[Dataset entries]
□ □ □ □ □

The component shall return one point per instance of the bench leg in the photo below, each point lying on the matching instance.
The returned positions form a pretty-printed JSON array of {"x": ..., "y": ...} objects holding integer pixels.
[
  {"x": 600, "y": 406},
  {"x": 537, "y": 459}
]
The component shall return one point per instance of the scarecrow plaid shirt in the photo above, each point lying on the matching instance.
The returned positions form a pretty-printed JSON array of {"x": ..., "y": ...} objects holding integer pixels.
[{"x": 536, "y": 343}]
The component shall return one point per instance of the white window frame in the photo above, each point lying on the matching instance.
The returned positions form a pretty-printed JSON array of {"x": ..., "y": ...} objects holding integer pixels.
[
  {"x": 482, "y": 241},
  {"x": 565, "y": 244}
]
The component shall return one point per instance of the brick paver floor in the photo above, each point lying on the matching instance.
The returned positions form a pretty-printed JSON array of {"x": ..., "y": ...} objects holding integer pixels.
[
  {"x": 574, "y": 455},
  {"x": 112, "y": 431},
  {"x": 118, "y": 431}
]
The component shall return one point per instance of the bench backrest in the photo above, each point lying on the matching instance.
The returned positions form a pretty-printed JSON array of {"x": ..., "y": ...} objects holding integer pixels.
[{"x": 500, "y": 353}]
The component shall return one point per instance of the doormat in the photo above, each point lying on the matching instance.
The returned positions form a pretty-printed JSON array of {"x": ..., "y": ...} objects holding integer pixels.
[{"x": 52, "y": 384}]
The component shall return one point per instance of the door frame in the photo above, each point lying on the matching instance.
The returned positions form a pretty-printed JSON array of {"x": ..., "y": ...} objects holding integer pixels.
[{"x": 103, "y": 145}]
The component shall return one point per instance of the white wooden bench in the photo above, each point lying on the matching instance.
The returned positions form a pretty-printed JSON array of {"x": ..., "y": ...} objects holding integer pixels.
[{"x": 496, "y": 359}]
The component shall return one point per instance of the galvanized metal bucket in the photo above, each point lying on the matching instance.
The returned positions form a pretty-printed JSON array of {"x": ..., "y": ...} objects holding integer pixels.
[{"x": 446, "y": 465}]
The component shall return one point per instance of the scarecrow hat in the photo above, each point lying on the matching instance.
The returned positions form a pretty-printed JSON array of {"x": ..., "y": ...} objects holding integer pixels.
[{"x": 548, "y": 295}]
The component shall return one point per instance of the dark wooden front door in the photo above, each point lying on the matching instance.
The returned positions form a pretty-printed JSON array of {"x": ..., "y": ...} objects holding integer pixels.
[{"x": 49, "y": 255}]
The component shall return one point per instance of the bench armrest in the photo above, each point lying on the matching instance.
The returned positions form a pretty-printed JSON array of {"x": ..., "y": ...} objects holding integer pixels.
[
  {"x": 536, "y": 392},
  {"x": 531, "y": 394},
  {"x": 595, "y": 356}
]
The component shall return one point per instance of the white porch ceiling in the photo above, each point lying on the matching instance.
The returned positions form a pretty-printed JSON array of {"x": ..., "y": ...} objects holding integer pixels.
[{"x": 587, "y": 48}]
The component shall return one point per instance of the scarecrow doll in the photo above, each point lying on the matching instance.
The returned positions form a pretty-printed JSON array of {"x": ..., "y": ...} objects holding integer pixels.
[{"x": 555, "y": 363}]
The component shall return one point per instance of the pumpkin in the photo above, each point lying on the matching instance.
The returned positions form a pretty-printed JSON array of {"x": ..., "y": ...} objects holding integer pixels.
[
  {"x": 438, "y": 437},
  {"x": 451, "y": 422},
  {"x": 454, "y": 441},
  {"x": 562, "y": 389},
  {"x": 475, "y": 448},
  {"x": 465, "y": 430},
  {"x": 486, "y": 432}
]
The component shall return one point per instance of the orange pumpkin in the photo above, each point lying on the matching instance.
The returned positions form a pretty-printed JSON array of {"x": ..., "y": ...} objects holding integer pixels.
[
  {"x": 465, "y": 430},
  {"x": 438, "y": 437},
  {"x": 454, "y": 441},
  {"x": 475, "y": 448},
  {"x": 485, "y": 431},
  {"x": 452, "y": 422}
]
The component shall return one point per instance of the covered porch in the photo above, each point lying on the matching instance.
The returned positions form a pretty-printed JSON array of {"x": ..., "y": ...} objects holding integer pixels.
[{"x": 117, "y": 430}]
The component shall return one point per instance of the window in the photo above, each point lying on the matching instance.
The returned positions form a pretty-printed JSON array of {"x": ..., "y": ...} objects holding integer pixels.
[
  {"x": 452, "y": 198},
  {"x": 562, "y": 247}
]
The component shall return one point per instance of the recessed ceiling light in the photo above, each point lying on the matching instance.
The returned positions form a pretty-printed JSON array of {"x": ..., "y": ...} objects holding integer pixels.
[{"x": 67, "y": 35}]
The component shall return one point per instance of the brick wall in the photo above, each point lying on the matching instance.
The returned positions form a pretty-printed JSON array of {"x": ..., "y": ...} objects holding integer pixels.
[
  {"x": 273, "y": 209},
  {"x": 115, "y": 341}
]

□ □ □ □ □

INSTRUCTIONS FOR THE TASK: Whatever the entries say, repeat all of them exactly.

TASK SOLUTION:
The component shall return one point per instance of the bench leg in the photo below, each point lying on the matching instance.
The returned positions form a pretty-printed JSON array of {"x": ..., "y": ...} objects holding integer pixels.
[
  {"x": 600, "y": 406},
  {"x": 537, "y": 459}
]
The component shall return one point per instance of the scarecrow plaid shirt in the photo above, each point lying on the matching instance.
The returned positions form a pretty-printed JSON array of {"x": ..., "y": ...} objects holding integer pixels.
[{"x": 536, "y": 343}]
The component shall return one point per instance of the white window frame in the photo above, each point lying on the matching instance.
The returned positions form a pretty-printed JSON array of {"x": ..., "y": ...} objects holding integer pixels.
[
  {"x": 482, "y": 241},
  {"x": 565, "y": 244}
]
The component shall return one point per instance of the brick paver floor in the photo above, each point lying on the matching instance.
The returned positions form a pretty-printed JSON array of {"x": ..., "y": ...} objects holding integer pixels.
[
  {"x": 574, "y": 455},
  {"x": 112, "y": 431},
  {"x": 118, "y": 431}
]
The component shall return one point per instance of the bench backrest in the photo above, each point lying on the matching instance.
The returned positions form a pretty-printed JSON array of {"x": ..., "y": ...} objects holding integer pixels.
[{"x": 500, "y": 353}]
The component shall return one point per instance of the doormat in the photo above, each point lying on the matching instance.
The returned positions form a pretty-printed JSON array of {"x": ..., "y": ...} objects holding integer pixels.
[{"x": 52, "y": 384}]
The component shall return one point per instance of the door frame in the photo above, each point lying on the matching instance.
The returned positions form a pretty-printed JSON array of {"x": ..., "y": ...} objects holding integer pixels.
[{"x": 103, "y": 145}]
The component shall return one point per instance of the white wooden bench in the photo above, each point lying on the matching instance.
The returned positions form a pretty-printed JSON array of {"x": ..., "y": ...} objects holding integer pixels.
[{"x": 496, "y": 359}]
The component shall return one point per instance of the galvanized metal bucket in the photo above, each point lying on the matching instance.
The returned positions form a pretty-printed JSON array of {"x": ..., "y": ...} objects holding integer pixels.
[{"x": 446, "y": 465}]
The component shall return one point per instance of the scarecrow hat in the photo above, each point lying on the matching instance.
The returned positions form a pretty-printed JSON array of {"x": ..., "y": ...} objects holding integer pixels.
[{"x": 548, "y": 295}]
The component shall return one point per instance of the dark wooden front door in the photo above, each point lying on the matching instance.
The returned positions form a pretty-printed JSON array of {"x": ..., "y": ...} objects holding integer pixels.
[{"x": 49, "y": 255}]
The component shall return one point per instance of the bench armrest in the photo above, each point lying on the matching instance.
The returned positions form a pretty-printed JSON array of {"x": ..., "y": ...} objects holding integer pixels.
[
  {"x": 536, "y": 392},
  {"x": 531, "y": 394},
  {"x": 595, "y": 356}
]
The component shall return one point per instance of the white porch ceiling in the photo above, each point lying on the matching instance.
The returned positions form a pretty-printed JSON array of {"x": ..., "y": ...} objects holding integer pixels.
[{"x": 587, "y": 48}]
The component shall return one point per instance of the scarecrow doll in the photo above, each point lying on the matching instance.
The returned positions form a pretty-printed JSON array of {"x": ..., "y": ...} objects holding integer pixels.
[{"x": 555, "y": 363}]
The component shall return one point per instance of the pumpkin in the photo above, each point lying on the matching instance.
The returned positions form a pretty-printed JSON array of {"x": ..., "y": ...} objects holding integer pixels.
[
  {"x": 438, "y": 437},
  {"x": 451, "y": 422},
  {"x": 454, "y": 441},
  {"x": 562, "y": 389},
  {"x": 475, "y": 448},
  {"x": 465, "y": 430},
  {"x": 486, "y": 432}
]
The component shall return one point per instance of the orange pumpkin in the photo above, each point lying on the matching instance.
The returned positions form a pretty-printed JSON array of {"x": ..., "y": ...} objects holding integer pixels.
[
  {"x": 465, "y": 430},
  {"x": 438, "y": 437},
  {"x": 454, "y": 441},
  {"x": 475, "y": 448},
  {"x": 485, "y": 431},
  {"x": 452, "y": 422}
]
The component shall return one point per instance of the covered porch in the photo above, each point lying on the matching instance.
The returned positions form a pretty-printed JSON array of {"x": ..., "y": ...} objects holding integer pixels.
[{"x": 117, "y": 430}]
The component shall return one point per instance of the window in the photo above, each point lying on the matching instance.
The returned positions form a pretty-printed JSON array of {"x": ..., "y": ...} objects holding integer pixels.
[
  {"x": 452, "y": 198},
  {"x": 562, "y": 247}
]
The component shall return one point per instance of the recessed ceiling light in the photo above, each point lying on the matching instance.
The returned positions form a pretty-printed JSON array of {"x": ..., "y": ...} objects holding integer pixels.
[{"x": 67, "y": 35}]
The component shall return one point per instance of the brick wall in the photo above, each point lying on the matching instance.
The returned positions form a pretty-printed JSON array of {"x": ..., "y": ...} objects holding integer pixels.
[
  {"x": 273, "y": 209},
  {"x": 115, "y": 341}
]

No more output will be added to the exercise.